» **To do**
- A) In the text about Jonathan Monaghan, update everything from "Jonathan Monaghan (born" down to "in New York." so that "computer animation software" is replaced by "3D modeling software".
- B) Carry on the biography of Jonathan Monaghan past its last sentence.

» **Text provided**
========

Jonathan Monaghan (born September 14, 1986 in Rockaway Beach, Queens, New York) is a contemporary visual artist who uses computer animation software to create his work.  He received his BFA in computer graphics from the New York Institute of Technology. Monaghan then went on to receive a MFA from the University of Maryland.

Career
Monaghan's animations have been exhibited at The Phillips Collection, the Sundance Film Festival and the Palais de Tokyo. His work has been reviewed in the Washington Post  and the Village Voice. Monaghan's work sits in numerous public and private collections such as The DC Commission on the Arts and Humanities and The Crystal Bridges Museum of American Art.

Monaghan is represented by bitforms gallery in New York.

========

» **Raw records**
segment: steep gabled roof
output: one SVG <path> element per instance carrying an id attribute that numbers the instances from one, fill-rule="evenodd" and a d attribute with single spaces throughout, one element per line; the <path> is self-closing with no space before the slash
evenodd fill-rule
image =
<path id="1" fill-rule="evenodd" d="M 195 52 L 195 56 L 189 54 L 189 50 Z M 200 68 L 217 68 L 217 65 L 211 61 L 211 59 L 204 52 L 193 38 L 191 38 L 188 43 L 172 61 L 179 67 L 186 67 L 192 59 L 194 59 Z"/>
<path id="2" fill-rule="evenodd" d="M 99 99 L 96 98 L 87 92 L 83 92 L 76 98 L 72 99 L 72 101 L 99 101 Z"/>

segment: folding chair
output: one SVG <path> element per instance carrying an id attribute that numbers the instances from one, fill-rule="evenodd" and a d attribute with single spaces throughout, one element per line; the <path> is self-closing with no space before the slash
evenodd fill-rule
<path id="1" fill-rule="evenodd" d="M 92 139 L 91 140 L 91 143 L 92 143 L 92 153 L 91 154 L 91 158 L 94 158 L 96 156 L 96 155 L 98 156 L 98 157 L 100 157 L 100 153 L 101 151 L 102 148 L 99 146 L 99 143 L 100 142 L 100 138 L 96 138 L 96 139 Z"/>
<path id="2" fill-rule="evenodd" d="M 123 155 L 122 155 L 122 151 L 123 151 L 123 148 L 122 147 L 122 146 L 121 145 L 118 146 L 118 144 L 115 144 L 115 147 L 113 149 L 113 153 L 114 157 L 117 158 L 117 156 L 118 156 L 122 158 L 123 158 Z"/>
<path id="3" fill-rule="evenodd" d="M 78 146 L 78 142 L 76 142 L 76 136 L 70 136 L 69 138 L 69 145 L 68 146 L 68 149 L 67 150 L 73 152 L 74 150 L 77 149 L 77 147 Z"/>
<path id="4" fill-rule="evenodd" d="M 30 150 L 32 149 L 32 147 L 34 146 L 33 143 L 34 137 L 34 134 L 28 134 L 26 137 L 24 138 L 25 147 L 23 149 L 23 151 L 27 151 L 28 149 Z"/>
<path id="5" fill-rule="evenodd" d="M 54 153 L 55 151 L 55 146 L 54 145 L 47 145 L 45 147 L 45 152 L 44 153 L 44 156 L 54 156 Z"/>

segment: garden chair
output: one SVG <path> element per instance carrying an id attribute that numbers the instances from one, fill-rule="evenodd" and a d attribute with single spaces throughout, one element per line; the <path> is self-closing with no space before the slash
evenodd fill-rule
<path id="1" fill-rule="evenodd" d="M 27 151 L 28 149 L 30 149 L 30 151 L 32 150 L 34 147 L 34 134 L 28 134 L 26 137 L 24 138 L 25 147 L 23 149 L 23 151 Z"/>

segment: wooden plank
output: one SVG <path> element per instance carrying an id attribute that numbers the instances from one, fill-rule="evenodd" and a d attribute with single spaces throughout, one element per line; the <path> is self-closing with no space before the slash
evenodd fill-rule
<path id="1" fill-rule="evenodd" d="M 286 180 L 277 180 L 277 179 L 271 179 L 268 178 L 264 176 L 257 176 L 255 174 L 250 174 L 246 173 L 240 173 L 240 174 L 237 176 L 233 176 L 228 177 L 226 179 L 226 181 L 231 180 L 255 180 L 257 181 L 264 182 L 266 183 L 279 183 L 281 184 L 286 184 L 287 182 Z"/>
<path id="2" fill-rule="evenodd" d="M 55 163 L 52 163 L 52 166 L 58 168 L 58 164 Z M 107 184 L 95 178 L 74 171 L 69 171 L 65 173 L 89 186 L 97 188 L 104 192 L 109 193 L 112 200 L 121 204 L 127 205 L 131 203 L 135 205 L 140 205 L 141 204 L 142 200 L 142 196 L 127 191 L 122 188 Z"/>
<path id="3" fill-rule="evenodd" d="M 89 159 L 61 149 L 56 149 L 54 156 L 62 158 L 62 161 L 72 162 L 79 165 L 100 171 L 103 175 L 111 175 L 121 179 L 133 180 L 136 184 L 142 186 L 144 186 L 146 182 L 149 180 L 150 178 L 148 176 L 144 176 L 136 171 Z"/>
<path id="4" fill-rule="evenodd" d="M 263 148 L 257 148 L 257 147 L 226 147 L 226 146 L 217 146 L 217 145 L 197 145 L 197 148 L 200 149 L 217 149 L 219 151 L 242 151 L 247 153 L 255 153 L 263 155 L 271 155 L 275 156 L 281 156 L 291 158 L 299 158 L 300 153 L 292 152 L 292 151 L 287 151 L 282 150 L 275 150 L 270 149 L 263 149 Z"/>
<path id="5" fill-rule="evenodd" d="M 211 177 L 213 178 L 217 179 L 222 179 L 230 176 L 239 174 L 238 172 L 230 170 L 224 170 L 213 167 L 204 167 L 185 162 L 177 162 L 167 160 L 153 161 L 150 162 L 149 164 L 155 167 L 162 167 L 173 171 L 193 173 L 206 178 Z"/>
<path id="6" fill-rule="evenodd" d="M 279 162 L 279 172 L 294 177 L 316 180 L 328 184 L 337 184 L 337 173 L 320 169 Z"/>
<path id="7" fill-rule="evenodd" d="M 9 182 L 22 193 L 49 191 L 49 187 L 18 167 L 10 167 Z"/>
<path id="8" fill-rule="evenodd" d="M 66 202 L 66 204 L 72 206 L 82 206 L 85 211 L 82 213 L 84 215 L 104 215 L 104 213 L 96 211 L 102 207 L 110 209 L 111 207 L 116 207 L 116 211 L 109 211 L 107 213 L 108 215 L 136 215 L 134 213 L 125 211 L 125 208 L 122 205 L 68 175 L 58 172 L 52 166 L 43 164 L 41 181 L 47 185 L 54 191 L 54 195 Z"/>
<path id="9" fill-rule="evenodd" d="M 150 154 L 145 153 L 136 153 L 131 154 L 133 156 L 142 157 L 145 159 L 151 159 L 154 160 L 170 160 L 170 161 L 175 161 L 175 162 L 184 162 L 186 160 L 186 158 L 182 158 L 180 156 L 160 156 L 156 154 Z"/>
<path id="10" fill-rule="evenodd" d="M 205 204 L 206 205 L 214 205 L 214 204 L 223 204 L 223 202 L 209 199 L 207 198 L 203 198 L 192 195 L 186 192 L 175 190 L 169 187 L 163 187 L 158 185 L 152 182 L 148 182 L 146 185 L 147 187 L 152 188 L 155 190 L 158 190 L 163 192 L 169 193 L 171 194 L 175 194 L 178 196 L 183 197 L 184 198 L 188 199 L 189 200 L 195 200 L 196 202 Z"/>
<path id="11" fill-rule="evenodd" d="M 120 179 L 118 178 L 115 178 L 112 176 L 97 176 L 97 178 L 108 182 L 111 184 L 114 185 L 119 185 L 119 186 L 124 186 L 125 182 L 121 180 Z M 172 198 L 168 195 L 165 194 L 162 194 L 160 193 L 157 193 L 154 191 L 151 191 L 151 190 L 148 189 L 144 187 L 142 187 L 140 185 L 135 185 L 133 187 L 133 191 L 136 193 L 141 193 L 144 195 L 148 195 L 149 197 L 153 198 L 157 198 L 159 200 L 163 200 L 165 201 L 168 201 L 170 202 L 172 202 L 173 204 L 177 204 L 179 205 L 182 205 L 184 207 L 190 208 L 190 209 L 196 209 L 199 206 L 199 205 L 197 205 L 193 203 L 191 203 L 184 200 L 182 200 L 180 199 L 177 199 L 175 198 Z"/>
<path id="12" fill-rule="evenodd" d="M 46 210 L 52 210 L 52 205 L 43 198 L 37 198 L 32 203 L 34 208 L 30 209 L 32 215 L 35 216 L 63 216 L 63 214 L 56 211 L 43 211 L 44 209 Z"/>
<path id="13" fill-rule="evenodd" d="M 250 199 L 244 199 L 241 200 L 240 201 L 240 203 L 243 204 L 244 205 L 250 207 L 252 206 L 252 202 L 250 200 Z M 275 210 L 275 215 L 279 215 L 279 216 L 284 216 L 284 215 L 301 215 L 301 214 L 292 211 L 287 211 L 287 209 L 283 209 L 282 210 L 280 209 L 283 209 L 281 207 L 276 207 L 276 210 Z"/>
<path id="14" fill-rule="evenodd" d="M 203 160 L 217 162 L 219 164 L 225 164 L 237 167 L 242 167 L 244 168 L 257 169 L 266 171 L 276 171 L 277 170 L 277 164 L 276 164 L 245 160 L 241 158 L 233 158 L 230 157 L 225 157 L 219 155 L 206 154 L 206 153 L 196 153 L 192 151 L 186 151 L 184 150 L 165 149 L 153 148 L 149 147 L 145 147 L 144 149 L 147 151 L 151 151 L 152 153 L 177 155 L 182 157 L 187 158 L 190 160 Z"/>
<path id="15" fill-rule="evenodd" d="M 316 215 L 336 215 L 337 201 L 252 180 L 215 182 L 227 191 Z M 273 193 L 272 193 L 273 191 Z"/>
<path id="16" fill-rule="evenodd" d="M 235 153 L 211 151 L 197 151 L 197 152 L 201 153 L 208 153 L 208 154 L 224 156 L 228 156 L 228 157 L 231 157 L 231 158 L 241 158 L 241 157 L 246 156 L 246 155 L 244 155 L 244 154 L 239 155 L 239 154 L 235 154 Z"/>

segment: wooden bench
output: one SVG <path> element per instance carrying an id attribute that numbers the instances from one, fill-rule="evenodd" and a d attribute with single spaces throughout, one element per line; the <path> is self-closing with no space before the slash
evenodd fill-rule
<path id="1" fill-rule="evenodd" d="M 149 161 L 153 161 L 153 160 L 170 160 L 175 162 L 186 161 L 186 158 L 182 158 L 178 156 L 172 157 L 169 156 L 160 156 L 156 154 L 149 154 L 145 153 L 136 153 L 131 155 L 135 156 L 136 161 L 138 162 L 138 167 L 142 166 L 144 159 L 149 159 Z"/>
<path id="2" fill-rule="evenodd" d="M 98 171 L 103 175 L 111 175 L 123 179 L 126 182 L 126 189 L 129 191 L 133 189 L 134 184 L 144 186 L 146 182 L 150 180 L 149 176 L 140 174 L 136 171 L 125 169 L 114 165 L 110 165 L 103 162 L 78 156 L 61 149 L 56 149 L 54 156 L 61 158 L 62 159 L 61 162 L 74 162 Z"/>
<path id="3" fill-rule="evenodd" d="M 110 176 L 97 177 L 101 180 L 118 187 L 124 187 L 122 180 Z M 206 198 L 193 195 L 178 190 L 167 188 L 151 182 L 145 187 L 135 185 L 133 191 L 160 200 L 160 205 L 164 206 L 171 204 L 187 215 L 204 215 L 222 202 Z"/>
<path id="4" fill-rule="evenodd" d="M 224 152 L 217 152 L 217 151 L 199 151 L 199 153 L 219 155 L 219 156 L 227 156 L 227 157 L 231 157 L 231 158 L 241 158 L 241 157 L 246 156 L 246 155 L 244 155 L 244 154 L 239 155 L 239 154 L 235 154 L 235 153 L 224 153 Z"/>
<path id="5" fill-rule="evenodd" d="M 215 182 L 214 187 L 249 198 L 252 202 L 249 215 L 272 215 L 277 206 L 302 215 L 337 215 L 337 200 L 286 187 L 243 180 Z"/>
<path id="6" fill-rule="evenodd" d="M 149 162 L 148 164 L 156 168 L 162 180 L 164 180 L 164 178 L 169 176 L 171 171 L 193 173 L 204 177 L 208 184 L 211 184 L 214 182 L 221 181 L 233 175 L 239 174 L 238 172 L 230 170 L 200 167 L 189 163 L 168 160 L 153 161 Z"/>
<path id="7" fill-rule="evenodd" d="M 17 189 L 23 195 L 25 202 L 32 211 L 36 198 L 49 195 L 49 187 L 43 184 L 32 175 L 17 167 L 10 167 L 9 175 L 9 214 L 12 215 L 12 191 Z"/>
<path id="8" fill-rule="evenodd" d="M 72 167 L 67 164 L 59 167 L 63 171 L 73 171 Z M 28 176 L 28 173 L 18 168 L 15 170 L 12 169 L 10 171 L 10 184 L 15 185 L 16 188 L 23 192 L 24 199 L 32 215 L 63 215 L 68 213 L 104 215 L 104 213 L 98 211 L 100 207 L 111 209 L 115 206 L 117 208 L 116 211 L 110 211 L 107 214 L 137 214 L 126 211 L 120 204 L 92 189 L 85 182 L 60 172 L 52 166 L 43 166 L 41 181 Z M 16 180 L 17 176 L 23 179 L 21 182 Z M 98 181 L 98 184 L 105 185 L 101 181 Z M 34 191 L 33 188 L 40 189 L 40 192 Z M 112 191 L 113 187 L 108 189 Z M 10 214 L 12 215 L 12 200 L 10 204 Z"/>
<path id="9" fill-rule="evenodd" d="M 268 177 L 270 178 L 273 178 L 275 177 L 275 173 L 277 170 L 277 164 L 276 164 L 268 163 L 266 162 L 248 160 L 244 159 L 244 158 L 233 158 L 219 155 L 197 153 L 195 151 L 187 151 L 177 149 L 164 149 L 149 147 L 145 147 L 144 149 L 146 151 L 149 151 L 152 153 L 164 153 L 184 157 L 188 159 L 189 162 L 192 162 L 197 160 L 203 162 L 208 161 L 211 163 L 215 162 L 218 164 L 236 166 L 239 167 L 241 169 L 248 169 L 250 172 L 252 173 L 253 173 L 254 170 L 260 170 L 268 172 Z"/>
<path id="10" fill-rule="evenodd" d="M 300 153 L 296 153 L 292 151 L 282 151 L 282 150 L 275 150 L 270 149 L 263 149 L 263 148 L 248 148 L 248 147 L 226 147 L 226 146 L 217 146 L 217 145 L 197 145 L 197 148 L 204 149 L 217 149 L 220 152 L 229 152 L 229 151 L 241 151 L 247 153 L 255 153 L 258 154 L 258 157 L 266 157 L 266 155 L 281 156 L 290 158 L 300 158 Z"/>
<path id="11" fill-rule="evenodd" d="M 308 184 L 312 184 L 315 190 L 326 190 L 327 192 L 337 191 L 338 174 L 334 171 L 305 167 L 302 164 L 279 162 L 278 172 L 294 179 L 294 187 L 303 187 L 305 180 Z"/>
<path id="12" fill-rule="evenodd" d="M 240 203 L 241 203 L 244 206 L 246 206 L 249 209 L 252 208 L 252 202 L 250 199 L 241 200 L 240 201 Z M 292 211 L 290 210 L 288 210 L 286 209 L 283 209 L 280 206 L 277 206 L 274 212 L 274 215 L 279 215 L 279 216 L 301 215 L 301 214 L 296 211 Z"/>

========

» **Answers for this exercise**
- A)
Jonathan Monaghan (born September 14, 1986 in Rockaway Beach, Queens, New York) is a contemporary visual artist who uses 3D modeling software to create his work.  He received his BFA in computer graphics from the New York Institute of Technology. Monaghan then went on to receive a MFA from the University of Maryland.

Career
Monaghan's animations have been exhibited at The Phillips Collection, the Sundance Film Festival and the Palais de Tokyo. His work has been reviewed in the Washington Post  and the Village Voice. Monaghan's work sits in numerous public and private collections such as The DC Commission on the Arts and Humanities and The Crystal Bridges Museum of American Art.

Monaghan is represented by bitforms gallery in New York.

- B)
Exhibitions

Solo
 "After Fabergé" The Walters Art Museum, Baltimore
 "Gotham" 22,48m2, Paris
 "Disco Beast" bitforms gallery, New York
 "Escape Pod" bitforms gallery, New York
 "Robot Ninja" Market Gallery, Glasgow

Select screenings
 LOOP Barcelona, Barcelona, Spain
 Boston Underground Film Festival, Boston MA
 Hirshhorn Museum - "Experimental Media Series" Washington D.C.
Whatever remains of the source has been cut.